# Book recommendations for a friend?



## rasseru (Jul 9, 2017)

My friends birthday coming up in a week, and I want to buy him a book.

He's a musician already, plays the piano & guitar/lute.

He is really into bach as 95% of his classical music, has tons of his music books already and loves to find & listen to pieces as much as play them - I really want to get him a book that will make him either find a lot of new music and composers, or appreciate bachs pieces a lot more.

I am considering 'Music in the Castle of Heaven' as it sounds like it is written by someone who has a deep connection with the music.

But maybe there is another suggestion? Or just an amazing book about classical music? I want it to be about the _music_, not the composer.

Thanks for any help!


----------



## hpowders (Dec 23, 2013)

If he/she has tons of books, how do you know that what you purchase won't already be sitting on his/her shelf?


----------



## JeffD (May 8, 2017)

The Cello Suits by Eric Siblin - a parallel biography of Pablo Casals, Bach, and the suites themselves.

The Piano Shop on the Left Bank by Thad Carhart - a devotional look at the piano and playing it.

Any of the various Oxford Companions to various famous classical pieces. Good stuff.


Get him a rather generous gift certificate to Barnes and Noble, and let him decide.


----------



## jegreenwood (Dec 25, 2015)

rasseru said:


> My friends birthday coming up in a week, and I want to buy him a book.

——

PROBLEMS AND TASKS -
a) In the thread, edit the stretch that begins at the words "The Cello Suits" and stops after "pieces. Good stuff.", replacing "devotional" with "loving".
b) Condense the thread's paragraph beginning "He is really into bach" into a shorter version that keeps its main facts.
Work only from the thread above.

——

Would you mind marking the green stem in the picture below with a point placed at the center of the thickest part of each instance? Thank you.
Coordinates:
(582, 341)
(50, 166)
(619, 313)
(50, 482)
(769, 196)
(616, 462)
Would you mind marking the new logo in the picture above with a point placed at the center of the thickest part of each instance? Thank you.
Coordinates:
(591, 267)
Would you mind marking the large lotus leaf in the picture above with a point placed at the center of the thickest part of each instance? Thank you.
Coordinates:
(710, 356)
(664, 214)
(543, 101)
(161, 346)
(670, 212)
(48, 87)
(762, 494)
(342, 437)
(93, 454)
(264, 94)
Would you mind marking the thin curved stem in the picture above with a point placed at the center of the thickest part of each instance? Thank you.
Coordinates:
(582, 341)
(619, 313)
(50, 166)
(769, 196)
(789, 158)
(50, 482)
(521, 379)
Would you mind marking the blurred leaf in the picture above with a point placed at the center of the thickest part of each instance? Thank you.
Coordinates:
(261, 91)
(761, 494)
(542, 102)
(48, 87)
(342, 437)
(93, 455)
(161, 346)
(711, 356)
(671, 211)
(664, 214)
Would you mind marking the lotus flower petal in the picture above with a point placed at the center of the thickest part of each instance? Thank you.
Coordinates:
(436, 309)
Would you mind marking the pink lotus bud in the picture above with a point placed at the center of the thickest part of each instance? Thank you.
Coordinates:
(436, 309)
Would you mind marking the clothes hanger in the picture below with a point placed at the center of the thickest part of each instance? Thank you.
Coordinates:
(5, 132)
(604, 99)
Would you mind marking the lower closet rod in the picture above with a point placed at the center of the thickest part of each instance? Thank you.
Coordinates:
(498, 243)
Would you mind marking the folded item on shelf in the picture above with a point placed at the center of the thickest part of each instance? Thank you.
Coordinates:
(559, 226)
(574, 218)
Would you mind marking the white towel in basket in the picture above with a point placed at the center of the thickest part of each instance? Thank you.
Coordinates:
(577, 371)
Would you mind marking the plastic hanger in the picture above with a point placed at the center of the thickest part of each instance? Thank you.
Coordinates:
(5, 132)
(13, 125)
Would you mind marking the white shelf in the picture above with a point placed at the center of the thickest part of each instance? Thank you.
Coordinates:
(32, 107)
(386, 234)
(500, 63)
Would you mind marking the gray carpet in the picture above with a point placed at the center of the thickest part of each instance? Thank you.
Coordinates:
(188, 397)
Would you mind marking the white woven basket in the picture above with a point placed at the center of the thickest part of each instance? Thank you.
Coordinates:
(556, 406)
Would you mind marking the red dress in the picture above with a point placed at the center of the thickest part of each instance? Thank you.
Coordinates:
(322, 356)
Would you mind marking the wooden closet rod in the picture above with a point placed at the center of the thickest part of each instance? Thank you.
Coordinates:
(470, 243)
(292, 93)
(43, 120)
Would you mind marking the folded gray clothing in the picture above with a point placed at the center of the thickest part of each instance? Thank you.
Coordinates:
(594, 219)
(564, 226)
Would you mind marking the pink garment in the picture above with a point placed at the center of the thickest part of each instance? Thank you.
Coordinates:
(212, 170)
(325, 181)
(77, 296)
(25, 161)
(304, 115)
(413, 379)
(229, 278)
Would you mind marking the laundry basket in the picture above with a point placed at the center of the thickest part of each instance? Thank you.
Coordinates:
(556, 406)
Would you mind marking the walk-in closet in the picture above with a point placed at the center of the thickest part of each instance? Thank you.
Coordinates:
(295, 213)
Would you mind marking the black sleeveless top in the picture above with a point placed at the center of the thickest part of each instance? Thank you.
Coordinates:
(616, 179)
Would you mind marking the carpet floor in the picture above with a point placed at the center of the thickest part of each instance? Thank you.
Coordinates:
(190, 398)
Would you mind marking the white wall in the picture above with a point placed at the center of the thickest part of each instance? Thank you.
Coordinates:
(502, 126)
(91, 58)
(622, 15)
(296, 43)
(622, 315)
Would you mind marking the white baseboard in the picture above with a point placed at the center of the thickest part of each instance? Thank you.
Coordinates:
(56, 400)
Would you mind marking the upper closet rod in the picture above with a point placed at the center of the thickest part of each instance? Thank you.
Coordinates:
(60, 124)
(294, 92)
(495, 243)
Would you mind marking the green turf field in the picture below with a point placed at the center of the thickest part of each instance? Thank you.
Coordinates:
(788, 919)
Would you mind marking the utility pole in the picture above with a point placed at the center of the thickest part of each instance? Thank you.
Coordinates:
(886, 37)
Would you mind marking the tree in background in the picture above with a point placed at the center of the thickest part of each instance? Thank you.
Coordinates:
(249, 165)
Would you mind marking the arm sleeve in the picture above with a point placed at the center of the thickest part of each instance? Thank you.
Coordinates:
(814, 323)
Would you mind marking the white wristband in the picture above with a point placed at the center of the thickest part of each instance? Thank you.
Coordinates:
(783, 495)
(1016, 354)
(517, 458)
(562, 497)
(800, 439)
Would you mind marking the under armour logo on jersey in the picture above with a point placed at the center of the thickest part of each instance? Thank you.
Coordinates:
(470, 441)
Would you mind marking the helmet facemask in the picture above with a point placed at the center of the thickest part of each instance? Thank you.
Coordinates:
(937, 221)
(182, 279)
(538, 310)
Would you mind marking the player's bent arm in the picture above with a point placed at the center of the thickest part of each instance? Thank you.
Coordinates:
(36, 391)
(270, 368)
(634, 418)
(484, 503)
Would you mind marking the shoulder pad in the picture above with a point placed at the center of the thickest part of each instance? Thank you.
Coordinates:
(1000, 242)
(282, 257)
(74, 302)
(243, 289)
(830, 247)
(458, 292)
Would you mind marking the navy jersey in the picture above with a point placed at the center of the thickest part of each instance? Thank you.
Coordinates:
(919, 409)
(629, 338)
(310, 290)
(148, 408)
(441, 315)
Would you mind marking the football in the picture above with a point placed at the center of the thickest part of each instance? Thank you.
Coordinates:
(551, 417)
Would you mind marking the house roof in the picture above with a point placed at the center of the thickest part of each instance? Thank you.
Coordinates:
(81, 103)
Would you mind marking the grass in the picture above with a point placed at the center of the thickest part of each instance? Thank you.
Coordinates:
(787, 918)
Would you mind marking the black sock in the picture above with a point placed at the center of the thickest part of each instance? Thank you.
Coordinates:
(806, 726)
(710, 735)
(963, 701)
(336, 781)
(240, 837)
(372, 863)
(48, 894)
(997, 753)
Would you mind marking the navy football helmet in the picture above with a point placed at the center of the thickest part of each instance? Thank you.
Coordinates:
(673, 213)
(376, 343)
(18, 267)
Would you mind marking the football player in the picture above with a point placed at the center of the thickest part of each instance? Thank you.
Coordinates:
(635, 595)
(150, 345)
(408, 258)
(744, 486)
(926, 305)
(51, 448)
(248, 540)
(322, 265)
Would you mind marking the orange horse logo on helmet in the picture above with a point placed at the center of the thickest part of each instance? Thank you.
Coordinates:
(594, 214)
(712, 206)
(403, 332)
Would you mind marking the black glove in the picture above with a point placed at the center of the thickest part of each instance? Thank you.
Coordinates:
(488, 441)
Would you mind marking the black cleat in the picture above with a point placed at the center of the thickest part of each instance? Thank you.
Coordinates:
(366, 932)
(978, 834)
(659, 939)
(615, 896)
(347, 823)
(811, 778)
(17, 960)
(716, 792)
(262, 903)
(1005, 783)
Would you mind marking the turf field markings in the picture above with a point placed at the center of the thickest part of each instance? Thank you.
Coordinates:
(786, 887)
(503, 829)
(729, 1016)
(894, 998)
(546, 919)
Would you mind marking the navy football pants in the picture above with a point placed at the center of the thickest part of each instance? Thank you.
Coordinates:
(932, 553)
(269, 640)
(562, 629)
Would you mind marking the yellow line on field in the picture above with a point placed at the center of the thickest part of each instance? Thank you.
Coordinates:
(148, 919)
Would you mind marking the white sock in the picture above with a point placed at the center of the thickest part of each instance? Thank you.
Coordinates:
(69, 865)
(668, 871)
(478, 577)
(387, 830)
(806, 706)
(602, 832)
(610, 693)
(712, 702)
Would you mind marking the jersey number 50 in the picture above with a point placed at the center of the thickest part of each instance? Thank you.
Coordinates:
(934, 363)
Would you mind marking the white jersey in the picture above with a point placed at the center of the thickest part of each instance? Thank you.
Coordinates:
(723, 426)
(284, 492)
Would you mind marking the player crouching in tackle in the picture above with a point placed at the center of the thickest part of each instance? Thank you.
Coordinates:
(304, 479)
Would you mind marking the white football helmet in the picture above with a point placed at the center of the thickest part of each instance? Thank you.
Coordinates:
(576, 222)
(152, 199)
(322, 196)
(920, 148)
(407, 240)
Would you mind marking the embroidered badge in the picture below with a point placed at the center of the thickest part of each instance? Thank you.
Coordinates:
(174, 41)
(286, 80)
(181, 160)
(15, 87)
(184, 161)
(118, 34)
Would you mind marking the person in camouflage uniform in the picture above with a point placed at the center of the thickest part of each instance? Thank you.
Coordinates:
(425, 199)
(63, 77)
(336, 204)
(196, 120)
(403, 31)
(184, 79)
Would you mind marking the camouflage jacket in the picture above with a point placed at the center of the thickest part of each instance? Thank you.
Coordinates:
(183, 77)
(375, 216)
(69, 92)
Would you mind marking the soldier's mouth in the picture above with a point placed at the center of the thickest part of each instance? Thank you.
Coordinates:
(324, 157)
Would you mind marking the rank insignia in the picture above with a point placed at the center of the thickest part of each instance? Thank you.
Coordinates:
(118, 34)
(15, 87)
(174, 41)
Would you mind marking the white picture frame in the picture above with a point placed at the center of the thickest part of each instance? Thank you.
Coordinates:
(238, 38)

——

RESPONSES FOR EACH TASK -
a)
The Cello Suits by Eric Siblin - a parallel biography of Pablo Casals, Bach, and the suites themselves.

The Piano Shop on the Left Bank by Thad Carhart - a loving look at the piano and playing it.

Any of the various Oxford Companions to various famous classical pieces. Good stuff.

b) Bach makes up 95% of the classical music he enjoys, and he already owns many of Bach's music books. He likes finding and listening to pieces as much as playing them. The poster wants a book that will lead him to new music and composers or deepen his appreciation of Bach's pieces.